> VOLTOOI HET VOLGENDE:
[A] Geef voor elk van de uitspraken (i), (ii) en (iii) aan of die klopt volgens de brontekst over het sportcentrum, met ja of nee en de doorslaggevende woorden uit de brontekst letterlijk geciteerd. (i) De huur, beheer- en exploitatieovereenkomst is op 3 oktober 2017 gesloten. (ii) De Wet Markt en Overheid is op 24 maart 2011 in werking getreden. (iii) De rechtbank heeft het beroep van het college van burgemeester en wethouders gegrond verklaard.
[B] Schrijf uit de brontekst over het sportcentrum het stuk over dat begint bij "De gemeente [naam 1] (gemeente)" en eindigt bij "9] een exploitatiebijdrage.".

> BRONDOCUMENT:
★ ★ ★ ★

De gemeente [naam 1] (gemeente) verhuurt het multifunctionele sportcentrum [naam 8] aan [naam 9] B.V. ( [naam 9] ) en laat dat door [naam 9] exploiteren. De gemeente en [naam 9] hebben op 3 oktober 2017 een huur, beheer- en exploitatieovereenkomst (HEX) gesloten. [naam 9] betaalt huur voor de commerciële en maatschappelijke ruimtes en voor de exploitatie ontvangt [naam 9] een exploitatiebijdrage.

1.3

Met ingang van 1 juli 2012 is in werking getreden de Wet van 24 maart 2011 (Stb. 2011, nr. 162), ook wel Wet Markt en Overheid (Wet M&O) genoemd. Daarbij is in de Mededingingswet (Mw) hoofdstuk 4b ingevoegd. ACM heeft, naar aanleiding van een signaal, onderzocht en bij besluit van 16 augustus 2019 vastgesteld dat het college van burgemeester en wethouders van de gemeente [naam 1] artikel 25i, eerste lid, van de Mw heeft overtreden, omdat het niet de integrale kosten heeft doorberekend bij (onder andere) de verhuur aan [naam 9] van het sportcentrum [naam 8] (overtredingsbesluit). De rechtbank heeft bij uitspraak van 5 januari 2021 (ECLI:NL:RBROT:2021:68) het beroep van het college van burgemeester en wethouders van de gemeente [naam 1] tegen de beslissing op het bezwaar tegen dit overtredingsbesluit niet-ontvankelijk verklaard. Bij uitspraak van heden, (ECLI:NL:CBB:2022:507) heeft het College het daartegen ingestelde hoger beroep gegrond bevonden en de uitspraak van de rechtbank vernietigd en, voor zover thans van belang, het beroep tegen het in bezwaar gehandhaafde overtredingsbesluit ongegrond verklaard. Dit betekent dat het overtredingsbesluit in stand blijft.

★ ★ ★ ★

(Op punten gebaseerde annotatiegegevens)
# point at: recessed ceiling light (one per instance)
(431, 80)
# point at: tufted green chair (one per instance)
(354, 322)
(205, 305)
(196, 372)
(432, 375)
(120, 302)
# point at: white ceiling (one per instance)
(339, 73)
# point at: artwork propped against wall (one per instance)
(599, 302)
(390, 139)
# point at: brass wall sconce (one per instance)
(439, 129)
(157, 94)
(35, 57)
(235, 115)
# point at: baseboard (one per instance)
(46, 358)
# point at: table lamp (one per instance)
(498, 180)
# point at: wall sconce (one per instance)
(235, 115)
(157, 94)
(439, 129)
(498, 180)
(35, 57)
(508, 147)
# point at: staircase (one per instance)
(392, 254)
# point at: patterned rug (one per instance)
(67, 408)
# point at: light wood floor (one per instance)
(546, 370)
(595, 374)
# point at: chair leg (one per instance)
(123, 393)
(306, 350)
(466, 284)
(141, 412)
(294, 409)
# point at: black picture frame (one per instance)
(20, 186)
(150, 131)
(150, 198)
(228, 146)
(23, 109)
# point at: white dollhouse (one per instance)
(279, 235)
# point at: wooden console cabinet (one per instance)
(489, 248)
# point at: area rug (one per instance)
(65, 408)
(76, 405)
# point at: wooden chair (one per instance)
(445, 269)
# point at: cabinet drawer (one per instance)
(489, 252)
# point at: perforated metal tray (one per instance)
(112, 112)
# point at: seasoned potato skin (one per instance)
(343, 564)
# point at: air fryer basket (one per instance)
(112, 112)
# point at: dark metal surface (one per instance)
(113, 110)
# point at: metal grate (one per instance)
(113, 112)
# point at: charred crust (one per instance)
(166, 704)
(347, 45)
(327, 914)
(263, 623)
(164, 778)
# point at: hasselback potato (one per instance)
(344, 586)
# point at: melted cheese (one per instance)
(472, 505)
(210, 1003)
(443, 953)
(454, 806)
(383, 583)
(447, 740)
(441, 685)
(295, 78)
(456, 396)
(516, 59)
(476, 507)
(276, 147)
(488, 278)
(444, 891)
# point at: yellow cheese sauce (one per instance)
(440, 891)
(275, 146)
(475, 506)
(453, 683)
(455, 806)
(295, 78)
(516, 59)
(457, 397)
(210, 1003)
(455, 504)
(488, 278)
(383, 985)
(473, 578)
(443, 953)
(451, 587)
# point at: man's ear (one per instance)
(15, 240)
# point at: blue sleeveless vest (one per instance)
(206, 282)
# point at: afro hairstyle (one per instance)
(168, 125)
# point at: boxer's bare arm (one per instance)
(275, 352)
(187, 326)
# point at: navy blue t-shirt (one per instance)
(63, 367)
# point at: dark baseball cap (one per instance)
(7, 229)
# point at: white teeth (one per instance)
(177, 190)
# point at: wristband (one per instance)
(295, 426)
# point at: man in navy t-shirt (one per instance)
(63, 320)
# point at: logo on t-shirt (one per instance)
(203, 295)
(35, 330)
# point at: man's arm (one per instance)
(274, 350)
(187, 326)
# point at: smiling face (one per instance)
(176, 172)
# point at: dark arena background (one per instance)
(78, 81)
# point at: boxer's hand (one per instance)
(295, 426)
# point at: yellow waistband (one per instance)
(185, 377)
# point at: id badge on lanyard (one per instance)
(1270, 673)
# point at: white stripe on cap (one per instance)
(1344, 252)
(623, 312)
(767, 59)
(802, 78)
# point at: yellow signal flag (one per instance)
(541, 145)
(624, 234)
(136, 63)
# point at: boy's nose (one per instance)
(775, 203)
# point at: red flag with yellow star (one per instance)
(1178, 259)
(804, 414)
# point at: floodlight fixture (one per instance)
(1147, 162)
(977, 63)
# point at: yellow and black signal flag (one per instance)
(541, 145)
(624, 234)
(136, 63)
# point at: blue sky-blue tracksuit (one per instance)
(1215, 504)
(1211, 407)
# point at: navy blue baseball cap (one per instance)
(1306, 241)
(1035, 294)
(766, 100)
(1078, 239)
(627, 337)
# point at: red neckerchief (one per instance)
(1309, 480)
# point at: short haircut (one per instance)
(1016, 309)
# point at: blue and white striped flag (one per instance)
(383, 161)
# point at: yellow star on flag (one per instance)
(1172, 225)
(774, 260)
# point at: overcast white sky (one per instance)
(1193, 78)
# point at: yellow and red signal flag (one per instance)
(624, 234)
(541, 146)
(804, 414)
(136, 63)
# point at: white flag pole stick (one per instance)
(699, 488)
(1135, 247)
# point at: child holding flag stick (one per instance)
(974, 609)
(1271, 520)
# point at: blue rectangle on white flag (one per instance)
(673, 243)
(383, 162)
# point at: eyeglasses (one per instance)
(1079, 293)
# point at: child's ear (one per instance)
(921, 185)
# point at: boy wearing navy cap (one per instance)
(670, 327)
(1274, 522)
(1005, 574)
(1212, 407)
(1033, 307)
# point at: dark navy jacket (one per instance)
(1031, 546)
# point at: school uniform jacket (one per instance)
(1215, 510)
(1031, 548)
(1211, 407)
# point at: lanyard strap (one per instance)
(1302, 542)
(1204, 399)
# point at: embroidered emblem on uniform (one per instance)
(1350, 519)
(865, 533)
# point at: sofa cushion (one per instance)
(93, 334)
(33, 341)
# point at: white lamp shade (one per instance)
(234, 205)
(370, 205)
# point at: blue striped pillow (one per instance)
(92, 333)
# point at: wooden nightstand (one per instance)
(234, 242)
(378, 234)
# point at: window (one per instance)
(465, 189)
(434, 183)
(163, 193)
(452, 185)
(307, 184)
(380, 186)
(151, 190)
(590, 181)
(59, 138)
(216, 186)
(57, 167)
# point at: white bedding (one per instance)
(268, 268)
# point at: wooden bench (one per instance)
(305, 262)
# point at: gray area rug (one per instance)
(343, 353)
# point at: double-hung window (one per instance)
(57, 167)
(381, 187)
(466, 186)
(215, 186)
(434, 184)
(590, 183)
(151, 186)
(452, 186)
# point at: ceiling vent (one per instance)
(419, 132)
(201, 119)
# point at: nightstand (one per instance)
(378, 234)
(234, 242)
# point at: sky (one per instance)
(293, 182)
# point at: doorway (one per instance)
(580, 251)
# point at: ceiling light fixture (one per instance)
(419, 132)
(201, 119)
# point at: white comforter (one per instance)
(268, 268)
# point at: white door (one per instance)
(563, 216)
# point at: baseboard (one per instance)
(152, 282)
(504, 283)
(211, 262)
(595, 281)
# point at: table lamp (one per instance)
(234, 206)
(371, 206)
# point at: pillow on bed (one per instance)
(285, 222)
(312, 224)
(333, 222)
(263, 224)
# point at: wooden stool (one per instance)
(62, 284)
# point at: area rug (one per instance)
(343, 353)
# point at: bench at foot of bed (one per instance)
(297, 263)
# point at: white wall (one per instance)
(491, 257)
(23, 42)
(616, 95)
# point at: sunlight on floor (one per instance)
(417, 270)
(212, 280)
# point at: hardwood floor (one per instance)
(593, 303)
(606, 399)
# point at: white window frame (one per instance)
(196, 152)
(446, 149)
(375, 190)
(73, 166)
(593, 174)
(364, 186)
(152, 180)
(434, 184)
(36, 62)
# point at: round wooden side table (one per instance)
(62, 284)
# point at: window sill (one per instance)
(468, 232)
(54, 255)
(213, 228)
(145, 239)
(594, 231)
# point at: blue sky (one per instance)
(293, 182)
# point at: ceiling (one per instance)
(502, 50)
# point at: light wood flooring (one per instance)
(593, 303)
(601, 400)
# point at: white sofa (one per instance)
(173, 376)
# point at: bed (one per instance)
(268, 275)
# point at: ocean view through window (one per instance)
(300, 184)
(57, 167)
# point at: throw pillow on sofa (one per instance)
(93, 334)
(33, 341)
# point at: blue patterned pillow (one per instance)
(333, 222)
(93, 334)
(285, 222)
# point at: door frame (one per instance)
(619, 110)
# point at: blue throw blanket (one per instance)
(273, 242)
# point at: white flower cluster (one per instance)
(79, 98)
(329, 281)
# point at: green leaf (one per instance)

★ ★ ★ ★

> LIJST MET ANTWOORDEN:
[A]
(i) Ja: "De gemeente en [naam 9] hebben op 3 oktober 2017 een huur, beheer- en exploitatieovereenkomst (HEX) gesloten."
(ii) Nee: "Met ingang van 1 juli 2012 is in werking getreden de Wet van 24 maart 2011"
(iii) Nee: "het beroep van het college van burgemeester en wethouders van de gemeente [naam 1] tegen de beslissing op het bezwaar tegen dit overtredingsbesluit niet-ontvankelijk verklaard"

[B]
De gemeente [naam 1] (gemeente) verhuurt het multifunctionele sportcentrum [naam 8] aan [naam 9] B.V. ( [naam 9] ) en laat dat door [naam 9] exploiteren. De gemeente en [naam 9] hebben op 3 oktober 2017 een huur, beheer- en exploitatieovereenkomst (HEX) gesloten. [naam 9] betaalt huur voor de commerciële en maatschappelijke ruimtes en voor de exploitatie ontvangt [naam 9] een exploitatiebijdrage.